Collected data entries:
BEGIN
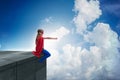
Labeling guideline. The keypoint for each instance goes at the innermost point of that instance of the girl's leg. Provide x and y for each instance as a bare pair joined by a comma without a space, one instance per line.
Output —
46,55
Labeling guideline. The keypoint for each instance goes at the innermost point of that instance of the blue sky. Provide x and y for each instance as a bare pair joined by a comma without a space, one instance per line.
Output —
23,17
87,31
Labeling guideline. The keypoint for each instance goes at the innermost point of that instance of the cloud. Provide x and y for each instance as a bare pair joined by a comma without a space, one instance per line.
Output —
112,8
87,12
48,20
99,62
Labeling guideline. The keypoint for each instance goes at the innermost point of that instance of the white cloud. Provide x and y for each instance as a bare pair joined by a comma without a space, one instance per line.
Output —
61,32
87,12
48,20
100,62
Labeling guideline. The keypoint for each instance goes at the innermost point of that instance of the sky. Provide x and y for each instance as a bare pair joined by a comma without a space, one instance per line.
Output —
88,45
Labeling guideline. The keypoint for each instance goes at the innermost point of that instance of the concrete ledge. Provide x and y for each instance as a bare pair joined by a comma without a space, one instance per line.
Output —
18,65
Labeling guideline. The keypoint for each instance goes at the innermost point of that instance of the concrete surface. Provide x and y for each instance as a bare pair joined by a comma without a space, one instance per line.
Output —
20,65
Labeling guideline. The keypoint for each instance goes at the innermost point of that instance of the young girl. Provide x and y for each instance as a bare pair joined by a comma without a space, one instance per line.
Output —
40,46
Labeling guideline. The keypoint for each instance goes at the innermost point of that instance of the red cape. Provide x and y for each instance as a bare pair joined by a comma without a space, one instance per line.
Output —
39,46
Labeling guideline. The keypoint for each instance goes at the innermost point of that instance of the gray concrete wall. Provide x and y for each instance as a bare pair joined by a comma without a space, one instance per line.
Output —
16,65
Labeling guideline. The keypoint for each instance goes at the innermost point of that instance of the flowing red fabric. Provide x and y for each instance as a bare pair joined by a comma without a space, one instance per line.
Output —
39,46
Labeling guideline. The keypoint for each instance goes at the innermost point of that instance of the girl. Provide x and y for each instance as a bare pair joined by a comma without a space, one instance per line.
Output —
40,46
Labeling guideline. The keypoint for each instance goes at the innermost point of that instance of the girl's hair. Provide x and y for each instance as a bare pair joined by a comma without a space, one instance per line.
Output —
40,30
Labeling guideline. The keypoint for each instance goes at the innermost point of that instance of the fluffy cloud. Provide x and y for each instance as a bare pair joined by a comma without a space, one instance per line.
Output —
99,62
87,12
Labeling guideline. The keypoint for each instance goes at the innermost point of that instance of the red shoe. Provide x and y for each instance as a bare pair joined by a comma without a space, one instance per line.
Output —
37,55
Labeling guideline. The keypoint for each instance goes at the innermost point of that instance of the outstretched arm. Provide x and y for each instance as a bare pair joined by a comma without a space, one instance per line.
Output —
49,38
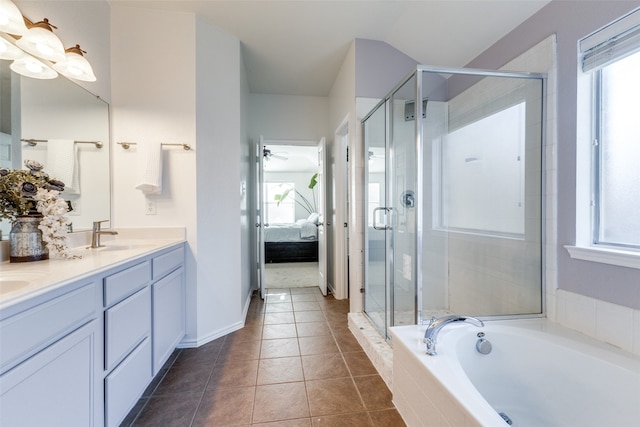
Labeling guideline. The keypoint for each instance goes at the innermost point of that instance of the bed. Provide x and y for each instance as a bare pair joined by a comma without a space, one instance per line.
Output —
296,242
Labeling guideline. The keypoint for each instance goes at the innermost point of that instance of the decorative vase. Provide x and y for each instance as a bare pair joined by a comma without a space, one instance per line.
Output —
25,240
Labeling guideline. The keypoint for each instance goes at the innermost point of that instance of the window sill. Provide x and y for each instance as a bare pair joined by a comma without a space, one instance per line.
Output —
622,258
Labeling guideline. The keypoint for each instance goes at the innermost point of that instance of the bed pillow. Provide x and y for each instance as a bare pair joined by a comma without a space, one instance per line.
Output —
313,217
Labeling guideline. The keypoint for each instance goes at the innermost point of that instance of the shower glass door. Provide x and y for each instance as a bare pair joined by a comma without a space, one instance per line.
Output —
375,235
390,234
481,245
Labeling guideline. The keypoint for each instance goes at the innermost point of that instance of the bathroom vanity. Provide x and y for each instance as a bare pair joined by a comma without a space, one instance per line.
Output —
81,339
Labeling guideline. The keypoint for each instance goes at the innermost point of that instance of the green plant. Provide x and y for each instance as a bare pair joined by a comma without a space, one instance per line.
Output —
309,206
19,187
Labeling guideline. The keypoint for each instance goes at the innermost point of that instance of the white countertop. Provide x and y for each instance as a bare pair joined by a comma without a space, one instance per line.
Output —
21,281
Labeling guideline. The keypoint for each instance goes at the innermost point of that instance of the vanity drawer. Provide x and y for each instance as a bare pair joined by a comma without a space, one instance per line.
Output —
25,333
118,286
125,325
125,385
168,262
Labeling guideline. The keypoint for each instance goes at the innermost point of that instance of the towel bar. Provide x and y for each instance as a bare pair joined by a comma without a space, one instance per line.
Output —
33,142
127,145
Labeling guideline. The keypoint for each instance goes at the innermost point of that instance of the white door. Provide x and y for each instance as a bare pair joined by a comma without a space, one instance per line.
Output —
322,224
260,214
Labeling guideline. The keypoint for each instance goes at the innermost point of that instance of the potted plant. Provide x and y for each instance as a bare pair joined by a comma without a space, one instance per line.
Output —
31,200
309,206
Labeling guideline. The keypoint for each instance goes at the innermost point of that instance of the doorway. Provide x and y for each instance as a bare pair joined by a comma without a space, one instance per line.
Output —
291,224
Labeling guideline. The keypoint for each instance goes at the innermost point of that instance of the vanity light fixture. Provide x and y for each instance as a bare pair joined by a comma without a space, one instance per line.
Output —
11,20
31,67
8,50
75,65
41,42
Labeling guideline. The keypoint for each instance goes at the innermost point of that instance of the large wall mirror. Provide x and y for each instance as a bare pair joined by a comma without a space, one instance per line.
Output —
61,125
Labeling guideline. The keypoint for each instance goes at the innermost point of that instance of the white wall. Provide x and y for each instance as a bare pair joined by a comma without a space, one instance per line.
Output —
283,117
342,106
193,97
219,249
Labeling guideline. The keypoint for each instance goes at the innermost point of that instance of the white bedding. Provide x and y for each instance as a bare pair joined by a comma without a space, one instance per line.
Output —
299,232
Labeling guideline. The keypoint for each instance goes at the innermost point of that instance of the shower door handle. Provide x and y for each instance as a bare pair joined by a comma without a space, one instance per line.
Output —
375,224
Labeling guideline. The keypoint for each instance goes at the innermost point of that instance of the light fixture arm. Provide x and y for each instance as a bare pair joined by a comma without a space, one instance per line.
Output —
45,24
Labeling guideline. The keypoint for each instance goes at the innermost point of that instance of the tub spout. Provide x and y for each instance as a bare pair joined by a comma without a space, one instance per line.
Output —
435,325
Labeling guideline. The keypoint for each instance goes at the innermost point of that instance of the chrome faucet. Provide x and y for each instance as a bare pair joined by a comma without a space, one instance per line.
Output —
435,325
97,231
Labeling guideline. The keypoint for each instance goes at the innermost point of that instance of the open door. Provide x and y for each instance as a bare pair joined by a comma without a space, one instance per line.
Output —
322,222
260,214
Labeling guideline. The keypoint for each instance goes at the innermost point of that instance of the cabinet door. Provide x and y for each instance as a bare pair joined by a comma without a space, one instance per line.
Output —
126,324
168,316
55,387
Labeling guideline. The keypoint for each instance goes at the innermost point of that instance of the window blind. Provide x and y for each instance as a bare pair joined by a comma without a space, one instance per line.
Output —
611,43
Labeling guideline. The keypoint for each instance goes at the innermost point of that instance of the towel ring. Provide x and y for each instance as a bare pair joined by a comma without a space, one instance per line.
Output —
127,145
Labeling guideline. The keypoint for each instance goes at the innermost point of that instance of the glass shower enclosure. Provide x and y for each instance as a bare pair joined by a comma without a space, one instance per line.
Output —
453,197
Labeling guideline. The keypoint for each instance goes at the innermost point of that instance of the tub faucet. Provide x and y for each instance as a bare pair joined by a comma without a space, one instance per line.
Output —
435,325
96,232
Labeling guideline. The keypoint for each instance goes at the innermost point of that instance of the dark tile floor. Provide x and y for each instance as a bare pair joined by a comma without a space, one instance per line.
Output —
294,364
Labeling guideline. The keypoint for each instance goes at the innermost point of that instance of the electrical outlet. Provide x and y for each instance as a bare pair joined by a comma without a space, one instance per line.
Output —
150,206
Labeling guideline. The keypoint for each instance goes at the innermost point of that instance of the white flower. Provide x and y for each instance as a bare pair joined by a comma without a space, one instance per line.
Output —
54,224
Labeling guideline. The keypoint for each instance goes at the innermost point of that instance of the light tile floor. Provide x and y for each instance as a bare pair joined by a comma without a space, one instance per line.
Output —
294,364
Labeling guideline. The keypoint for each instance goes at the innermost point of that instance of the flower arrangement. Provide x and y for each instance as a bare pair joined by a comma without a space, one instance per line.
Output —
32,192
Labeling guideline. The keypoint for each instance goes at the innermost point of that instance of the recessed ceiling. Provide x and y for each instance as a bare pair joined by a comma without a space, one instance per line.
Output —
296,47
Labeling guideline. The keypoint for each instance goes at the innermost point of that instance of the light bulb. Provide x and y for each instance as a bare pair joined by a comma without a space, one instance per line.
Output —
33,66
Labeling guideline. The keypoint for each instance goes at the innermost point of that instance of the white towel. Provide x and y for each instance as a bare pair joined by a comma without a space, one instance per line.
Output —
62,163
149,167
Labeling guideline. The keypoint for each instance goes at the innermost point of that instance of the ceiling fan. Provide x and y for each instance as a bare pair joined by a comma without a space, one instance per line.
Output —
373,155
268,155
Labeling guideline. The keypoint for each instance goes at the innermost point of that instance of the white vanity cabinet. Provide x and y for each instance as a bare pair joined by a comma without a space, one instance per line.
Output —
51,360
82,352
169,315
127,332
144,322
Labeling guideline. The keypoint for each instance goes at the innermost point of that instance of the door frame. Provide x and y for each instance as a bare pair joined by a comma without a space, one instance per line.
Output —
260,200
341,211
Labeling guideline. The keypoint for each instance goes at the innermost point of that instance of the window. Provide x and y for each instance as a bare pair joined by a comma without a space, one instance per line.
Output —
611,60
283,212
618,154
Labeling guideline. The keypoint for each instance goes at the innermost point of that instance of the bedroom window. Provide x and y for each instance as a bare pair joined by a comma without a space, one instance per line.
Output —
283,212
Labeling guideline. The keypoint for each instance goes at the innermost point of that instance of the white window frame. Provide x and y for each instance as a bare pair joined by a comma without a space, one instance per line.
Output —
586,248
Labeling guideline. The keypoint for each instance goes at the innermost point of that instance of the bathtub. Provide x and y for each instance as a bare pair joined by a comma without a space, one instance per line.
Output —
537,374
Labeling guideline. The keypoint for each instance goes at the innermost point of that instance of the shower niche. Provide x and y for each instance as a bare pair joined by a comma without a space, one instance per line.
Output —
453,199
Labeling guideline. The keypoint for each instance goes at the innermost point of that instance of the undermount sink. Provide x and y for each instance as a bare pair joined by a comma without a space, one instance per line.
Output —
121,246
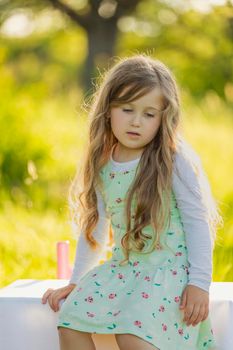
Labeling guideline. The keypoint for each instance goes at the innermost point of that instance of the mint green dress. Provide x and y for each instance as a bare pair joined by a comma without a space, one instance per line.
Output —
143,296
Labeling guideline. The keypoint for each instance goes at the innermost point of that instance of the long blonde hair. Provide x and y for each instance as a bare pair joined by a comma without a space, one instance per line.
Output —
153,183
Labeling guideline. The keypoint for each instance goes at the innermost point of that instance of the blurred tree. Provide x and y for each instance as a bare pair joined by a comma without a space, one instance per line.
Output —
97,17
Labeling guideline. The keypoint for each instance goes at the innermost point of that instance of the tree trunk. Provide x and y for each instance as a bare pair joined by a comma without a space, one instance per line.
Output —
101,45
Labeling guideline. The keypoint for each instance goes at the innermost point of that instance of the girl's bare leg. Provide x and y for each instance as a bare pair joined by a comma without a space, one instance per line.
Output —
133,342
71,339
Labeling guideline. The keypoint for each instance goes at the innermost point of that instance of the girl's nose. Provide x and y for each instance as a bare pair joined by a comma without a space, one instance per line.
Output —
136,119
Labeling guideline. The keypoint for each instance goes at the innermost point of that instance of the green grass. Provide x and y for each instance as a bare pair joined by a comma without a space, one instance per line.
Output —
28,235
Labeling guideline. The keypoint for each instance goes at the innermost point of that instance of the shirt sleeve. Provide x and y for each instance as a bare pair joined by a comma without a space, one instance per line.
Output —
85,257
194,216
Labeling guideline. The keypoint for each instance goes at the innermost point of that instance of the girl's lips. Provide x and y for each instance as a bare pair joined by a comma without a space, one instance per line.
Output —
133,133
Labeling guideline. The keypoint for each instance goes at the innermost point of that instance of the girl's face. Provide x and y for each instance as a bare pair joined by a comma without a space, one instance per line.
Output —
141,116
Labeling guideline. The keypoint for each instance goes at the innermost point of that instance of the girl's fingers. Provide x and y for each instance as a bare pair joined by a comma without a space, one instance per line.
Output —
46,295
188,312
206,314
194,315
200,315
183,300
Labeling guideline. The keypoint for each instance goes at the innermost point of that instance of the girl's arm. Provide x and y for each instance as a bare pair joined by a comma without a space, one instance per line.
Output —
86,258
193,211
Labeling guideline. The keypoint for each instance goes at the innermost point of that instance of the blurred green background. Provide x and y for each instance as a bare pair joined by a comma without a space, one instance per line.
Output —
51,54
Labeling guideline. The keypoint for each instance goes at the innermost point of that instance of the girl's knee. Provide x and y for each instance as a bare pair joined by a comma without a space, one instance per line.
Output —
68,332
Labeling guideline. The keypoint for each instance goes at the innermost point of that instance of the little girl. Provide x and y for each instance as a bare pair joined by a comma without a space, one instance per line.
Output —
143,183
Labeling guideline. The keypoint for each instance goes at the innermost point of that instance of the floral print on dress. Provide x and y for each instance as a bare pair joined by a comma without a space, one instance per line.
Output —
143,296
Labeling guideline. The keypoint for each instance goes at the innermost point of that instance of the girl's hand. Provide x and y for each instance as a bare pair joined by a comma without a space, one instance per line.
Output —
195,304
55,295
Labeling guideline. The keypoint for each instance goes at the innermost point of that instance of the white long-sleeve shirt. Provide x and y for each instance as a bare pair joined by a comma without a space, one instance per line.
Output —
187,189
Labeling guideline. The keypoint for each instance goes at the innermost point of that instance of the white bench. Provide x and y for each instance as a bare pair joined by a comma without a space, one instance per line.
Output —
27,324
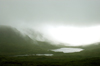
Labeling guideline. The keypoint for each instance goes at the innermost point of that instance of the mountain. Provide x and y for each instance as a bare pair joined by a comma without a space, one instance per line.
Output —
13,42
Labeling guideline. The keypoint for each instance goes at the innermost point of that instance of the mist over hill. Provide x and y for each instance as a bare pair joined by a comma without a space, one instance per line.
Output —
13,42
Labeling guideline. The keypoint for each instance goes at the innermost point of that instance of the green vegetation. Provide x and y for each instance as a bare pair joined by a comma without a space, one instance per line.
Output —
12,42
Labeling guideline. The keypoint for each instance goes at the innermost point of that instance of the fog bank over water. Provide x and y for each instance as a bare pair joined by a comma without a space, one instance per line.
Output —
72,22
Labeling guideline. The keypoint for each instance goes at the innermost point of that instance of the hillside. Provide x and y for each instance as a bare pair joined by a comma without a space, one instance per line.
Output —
END
Work instructions:
Within the entries above, find each line where "floor" appears; copy every one.

Response area:
Labeling guideline. The keypoint for each instance goes at the innermost point of that instance of the dark tile floor. Provide x and y for each instance as a bare pair joined by a comma without a space, one instance per line.
Labeling guideline. The keypoint for each instance goes at the innermost point of that instance of the light tile floor. Provide x and y for each instance as a bare pair joined by a comma without a space, one instance per line.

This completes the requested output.